## Exercise prompt
Lay out the data below as a JSON list of strings, one string per line, starting at the line that contains "of the window" and running through the last line of the data, with blank lines and the pictures left out.

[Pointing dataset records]
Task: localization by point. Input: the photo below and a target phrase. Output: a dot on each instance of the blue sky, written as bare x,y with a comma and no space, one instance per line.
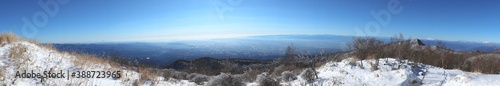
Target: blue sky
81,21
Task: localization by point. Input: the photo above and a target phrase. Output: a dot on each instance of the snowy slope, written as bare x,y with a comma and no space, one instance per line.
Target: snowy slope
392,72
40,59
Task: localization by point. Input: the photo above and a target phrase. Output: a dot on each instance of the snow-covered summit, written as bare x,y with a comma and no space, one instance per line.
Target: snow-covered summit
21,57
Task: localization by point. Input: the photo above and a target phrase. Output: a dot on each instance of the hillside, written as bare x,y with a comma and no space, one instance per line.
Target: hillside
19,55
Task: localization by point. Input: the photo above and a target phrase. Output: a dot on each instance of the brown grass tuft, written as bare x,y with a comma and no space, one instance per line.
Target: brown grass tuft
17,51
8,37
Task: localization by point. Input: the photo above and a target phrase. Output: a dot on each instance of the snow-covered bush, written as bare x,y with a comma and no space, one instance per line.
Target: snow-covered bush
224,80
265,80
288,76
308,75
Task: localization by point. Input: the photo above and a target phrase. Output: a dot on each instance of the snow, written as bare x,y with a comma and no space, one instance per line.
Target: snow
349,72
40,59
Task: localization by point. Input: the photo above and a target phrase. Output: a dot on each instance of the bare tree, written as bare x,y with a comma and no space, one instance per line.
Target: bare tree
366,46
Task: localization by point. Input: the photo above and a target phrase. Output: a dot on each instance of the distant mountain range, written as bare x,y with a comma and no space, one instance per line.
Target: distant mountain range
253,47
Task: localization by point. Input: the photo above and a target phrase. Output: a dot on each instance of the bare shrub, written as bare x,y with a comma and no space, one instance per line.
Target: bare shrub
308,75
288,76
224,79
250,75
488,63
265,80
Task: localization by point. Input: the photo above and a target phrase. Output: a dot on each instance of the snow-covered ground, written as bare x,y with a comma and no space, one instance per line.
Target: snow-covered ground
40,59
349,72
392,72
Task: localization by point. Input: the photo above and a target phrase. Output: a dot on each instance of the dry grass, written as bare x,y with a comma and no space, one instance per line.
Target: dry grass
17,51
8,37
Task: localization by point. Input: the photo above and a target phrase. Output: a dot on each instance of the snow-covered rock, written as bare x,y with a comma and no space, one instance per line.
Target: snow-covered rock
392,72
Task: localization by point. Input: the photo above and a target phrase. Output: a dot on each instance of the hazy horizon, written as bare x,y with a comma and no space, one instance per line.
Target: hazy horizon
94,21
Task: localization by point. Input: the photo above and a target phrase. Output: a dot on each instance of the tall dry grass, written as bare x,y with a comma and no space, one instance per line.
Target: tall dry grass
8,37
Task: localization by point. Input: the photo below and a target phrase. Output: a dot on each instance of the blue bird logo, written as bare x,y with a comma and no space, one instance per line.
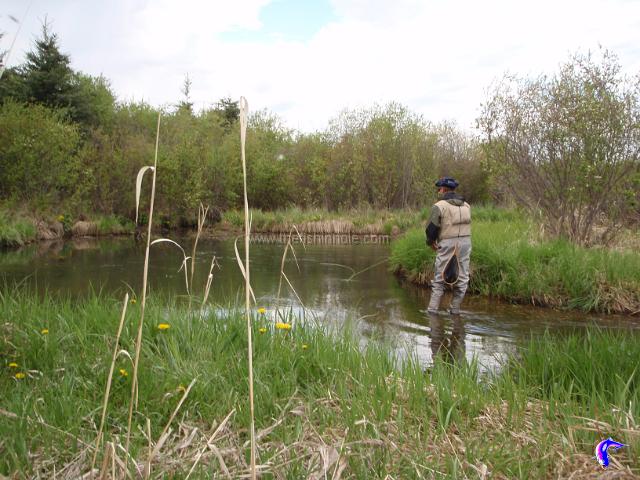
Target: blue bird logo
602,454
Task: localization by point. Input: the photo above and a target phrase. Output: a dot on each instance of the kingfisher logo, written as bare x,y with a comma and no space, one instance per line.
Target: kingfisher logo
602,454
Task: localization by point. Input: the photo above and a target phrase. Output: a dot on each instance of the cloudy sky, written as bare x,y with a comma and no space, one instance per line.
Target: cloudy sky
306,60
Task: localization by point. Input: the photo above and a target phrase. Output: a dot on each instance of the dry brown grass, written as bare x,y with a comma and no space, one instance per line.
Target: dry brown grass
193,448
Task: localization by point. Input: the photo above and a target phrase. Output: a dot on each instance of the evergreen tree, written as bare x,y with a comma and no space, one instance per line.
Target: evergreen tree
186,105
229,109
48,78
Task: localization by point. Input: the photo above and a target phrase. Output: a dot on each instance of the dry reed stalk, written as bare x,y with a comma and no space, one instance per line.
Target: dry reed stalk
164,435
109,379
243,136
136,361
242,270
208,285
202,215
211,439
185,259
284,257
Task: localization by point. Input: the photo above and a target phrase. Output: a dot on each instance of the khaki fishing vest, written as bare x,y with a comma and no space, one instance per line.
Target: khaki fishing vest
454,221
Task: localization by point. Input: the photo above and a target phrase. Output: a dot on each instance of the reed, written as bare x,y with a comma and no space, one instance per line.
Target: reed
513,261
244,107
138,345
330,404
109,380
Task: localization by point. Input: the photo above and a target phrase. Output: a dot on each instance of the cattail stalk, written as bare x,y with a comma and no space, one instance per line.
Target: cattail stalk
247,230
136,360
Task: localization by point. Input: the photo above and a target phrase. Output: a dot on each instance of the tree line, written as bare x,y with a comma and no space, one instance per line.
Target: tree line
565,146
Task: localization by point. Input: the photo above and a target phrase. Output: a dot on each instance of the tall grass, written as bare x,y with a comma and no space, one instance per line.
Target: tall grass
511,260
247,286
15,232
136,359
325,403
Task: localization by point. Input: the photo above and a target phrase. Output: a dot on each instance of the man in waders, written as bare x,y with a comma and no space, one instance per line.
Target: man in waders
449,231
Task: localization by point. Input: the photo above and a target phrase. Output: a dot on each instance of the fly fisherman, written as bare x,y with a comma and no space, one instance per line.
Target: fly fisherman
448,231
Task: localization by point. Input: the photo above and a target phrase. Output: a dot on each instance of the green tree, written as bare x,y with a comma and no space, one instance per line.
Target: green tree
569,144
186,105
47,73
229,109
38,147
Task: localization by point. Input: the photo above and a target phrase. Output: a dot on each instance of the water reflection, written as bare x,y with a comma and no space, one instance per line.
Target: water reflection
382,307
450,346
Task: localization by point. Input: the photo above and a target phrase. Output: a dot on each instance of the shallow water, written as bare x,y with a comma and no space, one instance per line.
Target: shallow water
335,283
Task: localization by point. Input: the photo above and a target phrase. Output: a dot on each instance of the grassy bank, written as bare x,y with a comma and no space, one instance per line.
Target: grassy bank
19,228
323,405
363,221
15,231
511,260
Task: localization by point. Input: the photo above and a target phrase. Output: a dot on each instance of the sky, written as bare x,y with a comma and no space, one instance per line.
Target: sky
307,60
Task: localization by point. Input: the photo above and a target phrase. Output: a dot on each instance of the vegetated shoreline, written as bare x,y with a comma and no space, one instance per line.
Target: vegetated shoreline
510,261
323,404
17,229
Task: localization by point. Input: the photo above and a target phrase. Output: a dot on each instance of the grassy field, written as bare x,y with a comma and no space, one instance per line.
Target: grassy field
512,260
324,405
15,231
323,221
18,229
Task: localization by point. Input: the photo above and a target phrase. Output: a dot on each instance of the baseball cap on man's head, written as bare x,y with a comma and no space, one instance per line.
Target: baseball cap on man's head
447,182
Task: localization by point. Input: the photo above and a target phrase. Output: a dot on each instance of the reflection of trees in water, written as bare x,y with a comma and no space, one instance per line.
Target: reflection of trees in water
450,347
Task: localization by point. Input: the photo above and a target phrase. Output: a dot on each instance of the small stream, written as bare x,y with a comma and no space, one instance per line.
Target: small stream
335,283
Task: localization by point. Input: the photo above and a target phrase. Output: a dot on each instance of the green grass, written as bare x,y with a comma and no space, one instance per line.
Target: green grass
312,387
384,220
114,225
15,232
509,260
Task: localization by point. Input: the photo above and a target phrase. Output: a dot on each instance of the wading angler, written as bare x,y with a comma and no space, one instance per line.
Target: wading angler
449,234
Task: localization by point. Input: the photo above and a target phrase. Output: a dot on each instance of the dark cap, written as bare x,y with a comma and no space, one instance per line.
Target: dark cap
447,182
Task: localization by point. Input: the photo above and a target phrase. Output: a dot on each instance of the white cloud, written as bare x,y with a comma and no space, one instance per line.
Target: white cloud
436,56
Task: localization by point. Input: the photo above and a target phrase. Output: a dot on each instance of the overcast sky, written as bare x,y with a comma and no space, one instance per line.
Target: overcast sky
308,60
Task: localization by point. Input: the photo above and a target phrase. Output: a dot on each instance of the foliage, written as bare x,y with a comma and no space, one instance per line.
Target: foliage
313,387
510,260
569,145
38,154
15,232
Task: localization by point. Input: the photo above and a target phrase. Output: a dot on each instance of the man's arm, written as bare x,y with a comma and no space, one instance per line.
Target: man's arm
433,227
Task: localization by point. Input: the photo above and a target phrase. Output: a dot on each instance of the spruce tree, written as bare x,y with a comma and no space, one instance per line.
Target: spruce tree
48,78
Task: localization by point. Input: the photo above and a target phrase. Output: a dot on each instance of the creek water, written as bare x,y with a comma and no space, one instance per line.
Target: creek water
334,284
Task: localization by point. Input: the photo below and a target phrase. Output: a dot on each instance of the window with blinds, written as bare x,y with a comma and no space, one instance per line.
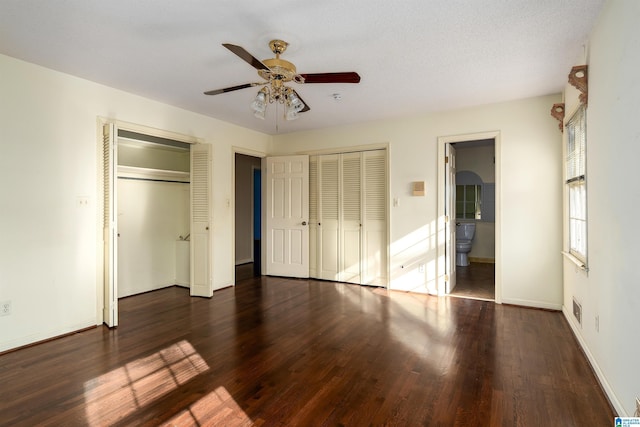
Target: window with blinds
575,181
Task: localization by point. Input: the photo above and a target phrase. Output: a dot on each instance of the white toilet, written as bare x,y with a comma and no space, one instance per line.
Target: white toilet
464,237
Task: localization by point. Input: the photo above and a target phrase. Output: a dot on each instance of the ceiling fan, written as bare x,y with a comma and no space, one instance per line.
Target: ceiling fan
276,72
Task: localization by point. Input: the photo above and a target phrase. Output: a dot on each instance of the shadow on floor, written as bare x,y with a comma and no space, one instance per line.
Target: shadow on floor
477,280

## Task output
[
  "Task: localization by point. Input: the photo below and a target phrase. Output: a dot on each instance of the window with blinds, written as bare x,y with a comma and no space, one instance per line.",
  "Target: window with blinds",
  "575,181",
  "Task: localization by point. Input: the photo above and a target phrase. Output: a dot on each instance of the white toilet, written as bare x,y with a comma and no space, one instance per line.",
  "Target: white toilet",
  "464,237",
  "Task: localization by point. Input: the photo above and a target phrase. Output: a dot on each instance of the ceiling fan, written as bare x,y with a comma and no space, one instance per line.",
  "Target: ceiling fan",
  "276,72",
  "Task: localization by point. Input: the photo above and a target phrase. Output: a dot on each instance of the shadow on floor, written as bare x,y with a comma and no space, one instance per line.",
  "Target: shadow on floor",
  "477,280"
]